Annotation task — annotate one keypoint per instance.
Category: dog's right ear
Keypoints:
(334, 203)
|---|
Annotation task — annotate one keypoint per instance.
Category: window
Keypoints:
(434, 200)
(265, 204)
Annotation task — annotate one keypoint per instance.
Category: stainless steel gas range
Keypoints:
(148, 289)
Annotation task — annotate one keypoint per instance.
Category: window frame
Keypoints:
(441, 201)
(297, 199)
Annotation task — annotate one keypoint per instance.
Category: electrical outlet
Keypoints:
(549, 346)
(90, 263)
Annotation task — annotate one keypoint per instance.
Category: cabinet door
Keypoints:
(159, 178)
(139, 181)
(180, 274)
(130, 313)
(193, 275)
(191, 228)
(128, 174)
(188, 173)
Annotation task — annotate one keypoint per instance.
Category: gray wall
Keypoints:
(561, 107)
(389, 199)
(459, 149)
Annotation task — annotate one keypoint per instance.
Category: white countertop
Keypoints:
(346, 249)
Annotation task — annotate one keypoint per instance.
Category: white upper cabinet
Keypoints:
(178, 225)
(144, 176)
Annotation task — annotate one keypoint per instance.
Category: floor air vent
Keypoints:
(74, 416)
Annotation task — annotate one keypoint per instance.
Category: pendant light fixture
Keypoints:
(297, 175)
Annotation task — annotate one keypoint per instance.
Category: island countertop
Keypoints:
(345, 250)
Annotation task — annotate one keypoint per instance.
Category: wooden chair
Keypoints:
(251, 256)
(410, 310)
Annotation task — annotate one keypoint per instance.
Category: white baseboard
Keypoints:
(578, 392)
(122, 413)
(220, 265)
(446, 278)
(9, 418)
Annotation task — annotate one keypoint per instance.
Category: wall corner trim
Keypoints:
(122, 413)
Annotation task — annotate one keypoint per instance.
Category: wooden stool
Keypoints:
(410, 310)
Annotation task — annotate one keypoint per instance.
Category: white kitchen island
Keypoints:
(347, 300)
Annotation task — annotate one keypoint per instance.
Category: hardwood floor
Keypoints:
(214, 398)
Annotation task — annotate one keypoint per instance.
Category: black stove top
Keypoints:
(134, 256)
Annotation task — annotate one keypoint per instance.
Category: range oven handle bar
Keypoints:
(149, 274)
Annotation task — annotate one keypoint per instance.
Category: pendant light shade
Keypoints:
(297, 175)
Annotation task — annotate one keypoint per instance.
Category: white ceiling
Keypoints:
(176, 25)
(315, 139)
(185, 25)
|---|
• **EXERCISE INSTRUCTIONS**
Each line above that includes the word "countertop" is to be copied.

• **SOLUTION TO THIS TASK**
Category: white countertop
Category: island countertop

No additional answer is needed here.